**問われること:**
1. 戦艦大和の文章によると、沖縄海上特攻作戦を提案したのは誰ですか？
2. 戦艦大和の文章に名前が出てくる人物は誰ですか？漏れなく挙げてください。

**読む文章:**
戦艦大和最後の艦長『有賀幸作』~法性神社前の記念碑~辰野町

戦艦大和最後の艦長『有賀幸作』

沖縄戦

 

昭和二十年(一九四五)四月五日、豊田副武連合艦隊司令官は、神重徳首席参謀の提案を受け入れ、戦艦「大和」、軽巡「矢矧」、駆逐艦八隻による沖縄海上特攻作戦を決定した。

 

護衛戦闘機なしに沖縄西方海面へ突入し、おびただしい敵水上艦艇と輸送船団を攻撃撃滅せよという、神がかりと言うほかない作戦である。

 

建武三年(一三三六)五月、後醍醐天皇の公卿宰相坊門清忠の愚策のために、楠木正成は敗北と知りつつ、手勢七百騎をひきいて兵庫の湊川に赴き、数万の足利尊氏軍と戦い全滅したが、それと似たようなものであった。

**提供データ:**
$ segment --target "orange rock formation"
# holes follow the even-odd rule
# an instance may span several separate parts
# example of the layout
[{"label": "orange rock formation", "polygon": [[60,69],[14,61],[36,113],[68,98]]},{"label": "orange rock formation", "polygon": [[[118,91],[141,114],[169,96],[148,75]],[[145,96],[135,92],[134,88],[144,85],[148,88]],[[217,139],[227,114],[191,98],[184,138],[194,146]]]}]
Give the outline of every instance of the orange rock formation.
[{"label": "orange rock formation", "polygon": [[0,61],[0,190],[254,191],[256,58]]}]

**問題の解答:**
1. 神重徳首席参謀です。

2. 有賀幸作、豊田副武、神重徳、後醍醐天皇、坊門清忠、楠木正成、足利尊氏